- **Problem to work on**:
Rewrite the material below, swapping "Put down a dot" for "Place a point" wherever it occurs and leaving everything else unchanged.

- **Extracted data**:

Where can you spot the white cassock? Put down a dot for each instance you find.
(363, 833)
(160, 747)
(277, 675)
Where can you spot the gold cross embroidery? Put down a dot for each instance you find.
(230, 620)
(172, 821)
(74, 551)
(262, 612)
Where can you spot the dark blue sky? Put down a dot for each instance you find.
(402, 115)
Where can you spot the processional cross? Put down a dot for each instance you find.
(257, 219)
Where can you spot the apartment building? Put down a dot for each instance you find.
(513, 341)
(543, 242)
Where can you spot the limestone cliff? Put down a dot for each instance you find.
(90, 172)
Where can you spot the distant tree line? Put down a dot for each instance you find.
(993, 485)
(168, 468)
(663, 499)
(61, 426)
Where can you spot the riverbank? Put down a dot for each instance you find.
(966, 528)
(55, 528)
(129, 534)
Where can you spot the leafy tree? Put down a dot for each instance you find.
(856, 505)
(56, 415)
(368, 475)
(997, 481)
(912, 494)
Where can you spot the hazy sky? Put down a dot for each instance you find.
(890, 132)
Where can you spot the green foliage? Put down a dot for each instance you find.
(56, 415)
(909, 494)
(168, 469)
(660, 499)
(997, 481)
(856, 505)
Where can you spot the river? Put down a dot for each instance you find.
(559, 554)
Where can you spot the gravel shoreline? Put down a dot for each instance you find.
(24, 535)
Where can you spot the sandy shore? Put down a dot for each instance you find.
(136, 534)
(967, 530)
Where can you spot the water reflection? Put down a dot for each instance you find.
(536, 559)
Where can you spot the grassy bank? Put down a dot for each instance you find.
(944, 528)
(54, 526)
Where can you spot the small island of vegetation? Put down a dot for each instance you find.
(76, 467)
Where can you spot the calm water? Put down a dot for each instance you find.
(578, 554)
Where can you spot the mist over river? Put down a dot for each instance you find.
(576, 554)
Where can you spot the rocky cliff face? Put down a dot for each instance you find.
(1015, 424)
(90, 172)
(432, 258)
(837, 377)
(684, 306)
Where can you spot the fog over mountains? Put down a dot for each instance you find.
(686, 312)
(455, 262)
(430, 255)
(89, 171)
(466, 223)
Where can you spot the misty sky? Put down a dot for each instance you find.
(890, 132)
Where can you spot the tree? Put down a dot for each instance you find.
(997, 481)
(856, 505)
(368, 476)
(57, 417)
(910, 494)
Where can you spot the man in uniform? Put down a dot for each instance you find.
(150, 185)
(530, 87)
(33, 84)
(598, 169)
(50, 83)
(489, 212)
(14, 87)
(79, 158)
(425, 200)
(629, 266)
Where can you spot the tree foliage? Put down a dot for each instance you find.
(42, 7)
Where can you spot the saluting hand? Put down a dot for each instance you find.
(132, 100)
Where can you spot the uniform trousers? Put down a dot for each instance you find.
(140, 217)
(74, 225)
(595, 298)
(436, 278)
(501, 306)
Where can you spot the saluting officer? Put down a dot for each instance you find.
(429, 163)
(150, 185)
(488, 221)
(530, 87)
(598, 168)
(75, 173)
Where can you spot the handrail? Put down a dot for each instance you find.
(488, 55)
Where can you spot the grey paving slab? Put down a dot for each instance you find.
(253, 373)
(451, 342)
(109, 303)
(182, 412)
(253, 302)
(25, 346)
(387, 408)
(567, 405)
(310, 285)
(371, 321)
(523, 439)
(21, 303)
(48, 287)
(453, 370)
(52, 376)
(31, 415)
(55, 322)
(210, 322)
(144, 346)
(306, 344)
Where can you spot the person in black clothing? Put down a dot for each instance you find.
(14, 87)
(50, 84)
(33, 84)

- **Written answer**:
Where can you spot the white cassock? Place a point for each instance you find.
(363, 833)
(160, 747)
(277, 675)
Where can you spot the gold cross embroidery? Place a point for each instance you find.
(230, 620)
(172, 821)
(74, 551)
(262, 612)
Where can you spot the dark blue sky? Place a point for each instance you find.
(402, 115)
Where can you spot the processional cross? Place a point for each instance you find.
(257, 219)
Where can you spot the apartment building? Place a point for each instance you find.
(513, 341)
(543, 242)
Where can you spot the limestone cliff? Place a point for each instance you find.
(90, 172)
Where can you spot the distant tree line? Place a point for each instance you find.
(993, 485)
(168, 468)
(663, 499)
(61, 426)
Where can you spot the riverbank? Place a point for each instance you find.
(966, 528)
(55, 528)
(129, 534)
Where can you spot the leafy tree? Place a point for each instance you find.
(856, 505)
(56, 415)
(368, 475)
(997, 481)
(912, 494)
Where can you spot the hazy sky? Place a point for each instance you find.
(890, 132)
Where can you spot the green foliage? Place a point for each instance you find.
(56, 415)
(909, 494)
(168, 469)
(660, 499)
(997, 481)
(856, 505)
Where can you spot the river? Place a point for each instance you find.
(559, 554)
Where can you spot the gravel shoreline? Place a point for each instance you find.
(24, 535)
Where can you spot the sandy shore? Place a point for each instance you find.
(136, 534)
(967, 530)
Where can you spot the water reflection? Place a point for each instance you find.
(536, 559)
Where can you spot the grassy bank? Place a point for each instance you find.
(944, 528)
(54, 526)
Where can you spot the small island of vegetation? Place a point for each instance you find.
(76, 467)
Where can you spot the calm water? Place a point for each instance you find.
(578, 554)
Where can you spot the mist over river? Place a point for each instance you find.
(576, 554)
Where can you spot the rocky cliff face? Place a point for each instance you find.
(1015, 424)
(90, 172)
(432, 258)
(837, 377)
(684, 306)
Where can you spot the fog over mountains? Place a point for each instance you find.
(686, 312)
(455, 262)
(430, 255)
(89, 171)
(466, 223)
Where can you spot the misty sky? Place a point for each instance you find.
(890, 132)
Where can you spot the tree? Place a point for each instance you find.
(997, 481)
(856, 505)
(368, 476)
(57, 417)
(910, 494)
Where can you spot the man in uniform? Place a point for each instance you find.
(150, 185)
(530, 87)
(33, 84)
(598, 169)
(50, 83)
(489, 212)
(14, 87)
(79, 158)
(425, 200)
(629, 266)
Where can you spot the tree foliage? Place a point for each instance you find.
(42, 7)
Where can you spot the saluting hand? Place a point for each instance you find.
(132, 100)
Where can you spot the uniform trousers? Place a point for each instance you find.
(140, 217)
(74, 225)
(595, 298)
(436, 278)
(501, 306)
Where can you spot the saluting officer? Place a point for each instance you find.
(429, 163)
(150, 185)
(488, 221)
(530, 87)
(598, 168)
(75, 173)
Where can you spot the handrail? Place a point for each instance you find.
(488, 55)
Where can you spot the grey paving slab? Place a point for each instance you find.
(253, 373)
(451, 342)
(109, 303)
(182, 412)
(253, 302)
(25, 346)
(387, 408)
(567, 405)
(310, 285)
(371, 321)
(523, 439)
(21, 303)
(48, 287)
(453, 370)
(52, 376)
(31, 415)
(55, 322)
(210, 322)
(144, 346)
(306, 344)
Where can you spot the person in black clothing? Place a point for each instance you find.
(14, 87)
(50, 84)
(33, 84)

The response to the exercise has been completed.